### About this exercise
Reproduce the data exactly.
>>>
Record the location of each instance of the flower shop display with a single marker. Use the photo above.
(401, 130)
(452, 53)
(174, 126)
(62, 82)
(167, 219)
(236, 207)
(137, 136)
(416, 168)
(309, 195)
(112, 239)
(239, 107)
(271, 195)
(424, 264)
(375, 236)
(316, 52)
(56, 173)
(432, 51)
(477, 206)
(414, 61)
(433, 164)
<<<
### Solution
Record the location of each instance of the flower shop display with a single marker. Use the photo above.
(401, 130)
(452, 53)
(174, 126)
(62, 82)
(167, 219)
(236, 207)
(137, 136)
(416, 168)
(309, 195)
(112, 239)
(239, 107)
(271, 195)
(424, 264)
(375, 236)
(316, 52)
(56, 173)
(432, 51)
(477, 206)
(414, 61)
(433, 164)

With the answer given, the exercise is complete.